## [SOURCE MATERIAL]

■ ■ ■ ■

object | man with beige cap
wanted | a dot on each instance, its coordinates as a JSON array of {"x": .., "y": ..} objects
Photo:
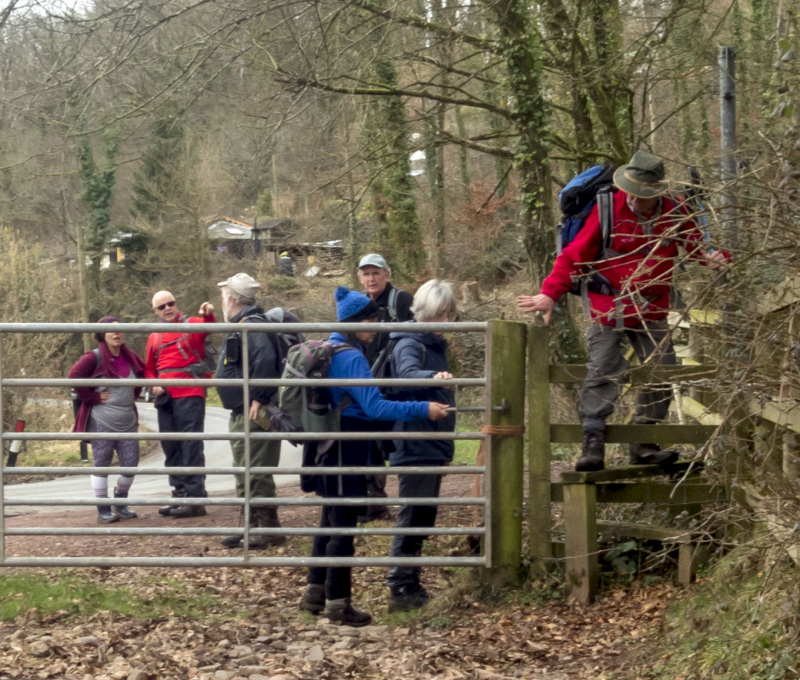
[
  {"x": 238, "y": 295},
  {"x": 393, "y": 305},
  {"x": 626, "y": 291}
]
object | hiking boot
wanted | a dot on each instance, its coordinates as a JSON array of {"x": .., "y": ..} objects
[
  {"x": 593, "y": 452},
  {"x": 183, "y": 511},
  {"x": 342, "y": 612},
  {"x": 313, "y": 599},
  {"x": 407, "y": 598},
  {"x": 651, "y": 454},
  {"x": 166, "y": 510},
  {"x": 122, "y": 511},
  {"x": 105, "y": 516},
  {"x": 234, "y": 541}
]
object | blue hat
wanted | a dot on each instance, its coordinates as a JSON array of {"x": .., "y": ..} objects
[{"x": 352, "y": 306}]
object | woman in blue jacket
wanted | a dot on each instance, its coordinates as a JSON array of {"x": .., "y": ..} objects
[
  {"x": 329, "y": 589},
  {"x": 414, "y": 356}
]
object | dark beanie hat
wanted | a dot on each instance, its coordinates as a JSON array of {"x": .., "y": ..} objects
[
  {"x": 101, "y": 337},
  {"x": 352, "y": 306}
]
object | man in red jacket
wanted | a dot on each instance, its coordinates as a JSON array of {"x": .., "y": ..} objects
[
  {"x": 628, "y": 299},
  {"x": 180, "y": 409}
]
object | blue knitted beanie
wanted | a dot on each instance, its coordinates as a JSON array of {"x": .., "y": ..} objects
[{"x": 352, "y": 306}]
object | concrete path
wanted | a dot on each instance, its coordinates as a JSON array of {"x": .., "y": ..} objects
[{"x": 218, "y": 454}]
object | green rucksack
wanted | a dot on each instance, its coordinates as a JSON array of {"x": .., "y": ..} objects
[{"x": 309, "y": 408}]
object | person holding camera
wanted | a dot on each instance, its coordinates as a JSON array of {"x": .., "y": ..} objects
[
  {"x": 238, "y": 295},
  {"x": 180, "y": 409}
]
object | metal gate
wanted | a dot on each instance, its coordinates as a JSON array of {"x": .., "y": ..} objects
[{"x": 247, "y": 558}]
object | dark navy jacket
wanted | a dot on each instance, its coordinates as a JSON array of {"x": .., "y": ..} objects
[{"x": 421, "y": 355}]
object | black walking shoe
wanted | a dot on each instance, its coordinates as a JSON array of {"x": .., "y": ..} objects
[
  {"x": 343, "y": 613},
  {"x": 593, "y": 452},
  {"x": 313, "y": 599},
  {"x": 234, "y": 541},
  {"x": 651, "y": 454},
  {"x": 105, "y": 516},
  {"x": 183, "y": 511},
  {"x": 407, "y": 598},
  {"x": 122, "y": 511}
]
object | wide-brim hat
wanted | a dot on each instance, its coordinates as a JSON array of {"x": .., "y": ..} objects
[{"x": 643, "y": 177}]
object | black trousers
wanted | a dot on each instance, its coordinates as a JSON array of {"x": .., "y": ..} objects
[
  {"x": 338, "y": 580},
  {"x": 186, "y": 414}
]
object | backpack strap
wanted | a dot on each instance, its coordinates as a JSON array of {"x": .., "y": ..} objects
[
  {"x": 605, "y": 213},
  {"x": 391, "y": 304}
]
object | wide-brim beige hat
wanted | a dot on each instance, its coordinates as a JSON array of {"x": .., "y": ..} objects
[{"x": 643, "y": 177}]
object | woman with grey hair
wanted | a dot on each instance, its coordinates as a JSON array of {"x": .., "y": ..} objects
[{"x": 417, "y": 355}]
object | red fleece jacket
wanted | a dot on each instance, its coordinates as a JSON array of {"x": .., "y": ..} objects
[{"x": 641, "y": 266}]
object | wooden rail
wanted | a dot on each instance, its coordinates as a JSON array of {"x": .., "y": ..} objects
[{"x": 580, "y": 492}]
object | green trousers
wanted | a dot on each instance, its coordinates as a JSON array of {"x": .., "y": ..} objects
[{"x": 263, "y": 453}]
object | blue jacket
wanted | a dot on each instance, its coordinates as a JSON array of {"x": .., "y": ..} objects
[
  {"x": 368, "y": 402},
  {"x": 421, "y": 355}
]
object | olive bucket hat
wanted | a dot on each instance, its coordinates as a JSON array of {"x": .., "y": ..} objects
[{"x": 643, "y": 177}]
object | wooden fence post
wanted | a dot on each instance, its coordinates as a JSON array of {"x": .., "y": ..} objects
[
  {"x": 580, "y": 538},
  {"x": 539, "y": 454},
  {"x": 504, "y": 453}
]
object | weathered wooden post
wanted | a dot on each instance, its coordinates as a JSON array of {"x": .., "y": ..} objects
[
  {"x": 539, "y": 454},
  {"x": 580, "y": 515},
  {"x": 504, "y": 450}
]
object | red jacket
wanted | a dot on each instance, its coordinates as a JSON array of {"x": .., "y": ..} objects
[
  {"x": 167, "y": 362},
  {"x": 641, "y": 267},
  {"x": 88, "y": 366}
]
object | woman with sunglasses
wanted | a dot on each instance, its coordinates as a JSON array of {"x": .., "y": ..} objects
[{"x": 110, "y": 409}]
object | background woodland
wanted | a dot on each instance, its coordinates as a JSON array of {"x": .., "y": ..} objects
[{"x": 146, "y": 118}]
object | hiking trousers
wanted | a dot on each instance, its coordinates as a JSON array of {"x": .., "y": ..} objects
[
  {"x": 412, "y": 486},
  {"x": 185, "y": 414},
  {"x": 263, "y": 453},
  {"x": 652, "y": 344},
  {"x": 338, "y": 580}
]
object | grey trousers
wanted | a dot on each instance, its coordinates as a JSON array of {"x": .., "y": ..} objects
[
  {"x": 412, "y": 486},
  {"x": 607, "y": 369}
]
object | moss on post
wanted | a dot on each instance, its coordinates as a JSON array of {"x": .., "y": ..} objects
[{"x": 505, "y": 452}]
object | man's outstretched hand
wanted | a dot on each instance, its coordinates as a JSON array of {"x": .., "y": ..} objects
[{"x": 537, "y": 303}]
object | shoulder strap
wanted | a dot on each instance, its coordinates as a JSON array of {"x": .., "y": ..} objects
[
  {"x": 605, "y": 213},
  {"x": 392, "y": 304}
]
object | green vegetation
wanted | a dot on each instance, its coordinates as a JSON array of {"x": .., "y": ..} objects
[
  {"x": 741, "y": 624},
  {"x": 75, "y": 594}
]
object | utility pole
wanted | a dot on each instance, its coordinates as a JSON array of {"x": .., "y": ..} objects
[{"x": 727, "y": 102}]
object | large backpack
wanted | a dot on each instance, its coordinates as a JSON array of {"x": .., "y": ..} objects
[
  {"x": 308, "y": 408},
  {"x": 591, "y": 187},
  {"x": 283, "y": 340}
]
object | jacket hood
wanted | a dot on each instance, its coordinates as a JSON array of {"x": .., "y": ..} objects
[{"x": 426, "y": 337}]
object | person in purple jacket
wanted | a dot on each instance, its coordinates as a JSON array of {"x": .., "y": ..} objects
[
  {"x": 329, "y": 589},
  {"x": 110, "y": 409}
]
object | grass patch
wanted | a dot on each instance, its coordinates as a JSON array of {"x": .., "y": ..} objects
[{"x": 76, "y": 594}]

■ ■ ■ ■

## [TASK REQUIREMENTS]
Return, exactly as they stand, all of the lines above, but not the pictures.

## [FINAL ANSWER]
object | man with beige cap
wanted | a dot on each instance, its coordinates as a JSON array of {"x": .., "y": ..} objects
Photo:
[
  {"x": 238, "y": 295},
  {"x": 393, "y": 305},
  {"x": 626, "y": 291}
]
object | hiking boot
wanted | a dot on each instance, its coordinates as a JSON array of {"x": .., "y": ..} objects
[
  {"x": 593, "y": 452},
  {"x": 183, "y": 511},
  {"x": 342, "y": 612},
  {"x": 313, "y": 599},
  {"x": 407, "y": 598},
  {"x": 651, "y": 454},
  {"x": 166, "y": 510},
  {"x": 122, "y": 511},
  {"x": 105, "y": 516},
  {"x": 234, "y": 541}
]
object | blue hat
wanted | a dot on each instance, its coordinates as a JSON array of {"x": .., "y": ..} objects
[{"x": 352, "y": 306}]
object | woman in blue jacket
wanted | a dot on each instance, its coordinates as a JSON array of {"x": .., "y": ..} objects
[
  {"x": 329, "y": 589},
  {"x": 414, "y": 356}
]
object | dark beanie hat
wanted | a dot on each instance, its coordinates as a JSON array of {"x": .., "y": ..} objects
[
  {"x": 101, "y": 337},
  {"x": 352, "y": 306}
]
object | man in red jacket
wanted | a dot on each instance, its coordinates as a JSON array of {"x": .., "y": ..} objects
[
  {"x": 628, "y": 299},
  {"x": 180, "y": 409}
]
object | blue knitted beanie
wanted | a dot on each instance, its coordinates as a JSON array of {"x": .., "y": ..} objects
[{"x": 352, "y": 306}]
object | concrete path
wanted | a dot on each instance, its coordinates as a JSON array of {"x": .., "y": ..} objects
[{"x": 218, "y": 454}]
object | green rucksack
wanted | a dot on each instance, its coordinates as a JSON array of {"x": .., "y": ..} objects
[{"x": 309, "y": 408}]
object | person holding camera
wanted | a dot on each instance, its coordinates as a JSON array of {"x": .., "y": ..} objects
[
  {"x": 238, "y": 295},
  {"x": 180, "y": 409}
]
object | metal gate
wanted | a dot on each instance, its coordinates as a JSON array of {"x": .., "y": ..} objects
[{"x": 247, "y": 558}]
object | dark navy jacket
wanted | a dot on each instance, its coordinates as a JSON array of {"x": .., "y": ..} objects
[{"x": 421, "y": 355}]
object | black walking shoe
wanted | a dot on each instance, its coordinates as a JSON array of {"x": .., "y": ..} objects
[
  {"x": 343, "y": 613},
  {"x": 593, "y": 452},
  {"x": 313, "y": 599},
  {"x": 234, "y": 541},
  {"x": 651, "y": 454},
  {"x": 105, "y": 516},
  {"x": 183, "y": 511},
  {"x": 407, "y": 598},
  {"x": 122, "y": 511}
]
object | wide-brim hat
wanted | a dot on each instance, its coordinates as a JSON array of {"x": .., "y": ..} objects
[{"x": 643, "y": 177}]
object | black trousers
wanted | a dot on each instance, its coordinates as a JSON array of {"x": .., "y": ..} objects
[
  {"x": 338, "y": 580},
  {"x": 186, "y": 414}
]
object | backpack strap
wanted | a dot on each instance, its coordinates as a JSON array of {"x": .., "y": ..} objects
[
  {"x": 605, "y": 213},
  {"x": 391, "y": 304}
]
object | wide-brim beige hat
wanted | a dot on each instance, its coordinates as a JSON array of {"x": .., "y": ..} objects
[{"x": 643, "y": 177}]
object | woman with grey hair
wanted | a dot on each instance, its coordinates as a JSON array of {"x": .., "y": ..} objects
[{"x": 417, "y": 355}]
object | red fleece jacket
wanted | a dot on each instance, its coordinates as a JSON array of {"x": .., "y": ..} objects
[{"x": 641, "y": 266}]
object | wooden rail
wanted | a dot on each instance, its coordinates as a JSON array of {"x": .., "y": ..} objects
[{"x": 580, "y": 492}]
object | green trousers
wanted | a dot on each instance, its coordinates as a JSON array of {"x": .., "y": ..} objects
[{"x": 263, "y": 453}]
object | blue jacket
wanted | a dot on each instance, its coordinates as a JSON array of {"x": .., "y": ..} objects
[
  {"x": 368, "y": 402},
  {"x": 421, "y": 355}
]
object | olive bucket hat
wanted | a dot on each instance, its coordinates as a JSON array of {"x": .., "y": ..} objects
[{"x": 643, "y": 177}]
object | wooden fence post
wanted | a dot on each instance, its coordinates as a JSON array of {"x": .., "y": ..} objects
[
  {"x": 580, "y": 538},
  {"x": 539, "y": 454},
  {"x": 504, "y": 453}
]
object | weathered wooden post
wanted | a dot on each instance, its coordinates as a JSON array of {"x": .., "y": ..} objects
[
  {"x": 539, "y": 454},
  {"x": 580, "y": 515},
  {"x": 504, "y": 450}
]
object | red jacket
wanted | a dot on each instance, its coordinates as a JSON array of {"x": .., "y": ..} objects
[
  {"x": 167, "y": 362},
  {"x": 641, "y": 267},
  {"x": 88, "y": 366}
]
object | woman with sunglasses
wanted | a dot on each instance, its coordinates as a JSON array of {"x": .., "y": ..} objects
[{"x": 110, "y": 409}]
object | background woodland
wanted | a dot on each instance, its coordinates as a JSON array of {"x": .., "y": ..} objects
[{"x": 146, "y": 118}]
object | hiking trousers
wanted | a dot on each instance, its coordinates as a JSON array of {"x": .., "y": ..} objects
[
  {"x": 412, "y": 486},
  {"x": 185, "y": 414},
  {"x": 263, "y": 453},
  {"x": 652, "y": 344},
  {"x": 338, "y": 580}
]
object | grey trousers
wanted | a dot on each instance, its coordinates as a JSON array of {"x": .., "y": ..} objects
[
  {"x": 412, "y": 486},
  {"x": 607, "y": 369}
]
object | moss on post
wanted | a dot on each instance, its coordinates as a JSON array of {"x": .., "y": ..} objects
[{"x": 505, "y": 452}]
object | man's outstretched hand
wanted | a dot on each instance, its coordinates as a JSON array of {"x": .., "y": ..} objects
[{"x": 537, "y": 303}]
object | shoulder strap
wanted | a dot on each instance, its coordinates as a JSON array of {"x": .., "y": ..} objects
[
  {"x": 605, "y": 213},
  {"x": 392, "y": 304}
]
object | green vegetation
wanted | a dot on each instance, its coordinates as a JSON array of {"x": .., "y": ..} objects
[
  {"x": 741, "y": 624},
  {"x": 75, "y": 594}
]
object | utility pole
wanted | a dot on each instance, its coordinates as a JSON array of {"x": .., "y": ..} objects
[{"x": 727, "y": 102}]
object | large backpack
wanted | a dot on each instance, its coordinates as a JSON array of {"x": .., "y": ..} objects
[
  {"x": 308, "y": 408},
  {"x": 591, "y": 187},
  {"x": 283, "y": 340}
]
object | jacket hood
wanted | a dot on each instance, its coordinates as a JSON array of {"x": .., "y": ..} objects
[{"x": 426, "y": 337}]
object | person in purple jacket
wanted | a dot on each instance, its coordinates as a JSON array of {"x": .., "y": ..} objects
[
  {"x": 329, "y": 589},
  {"x": 110, "y": 409}
]
object | grass patch
wanted | a dot on each instance, its coordinates as a JSON array of {"x": .., "y": ..} objects
[{"x": 76, "y": 594}]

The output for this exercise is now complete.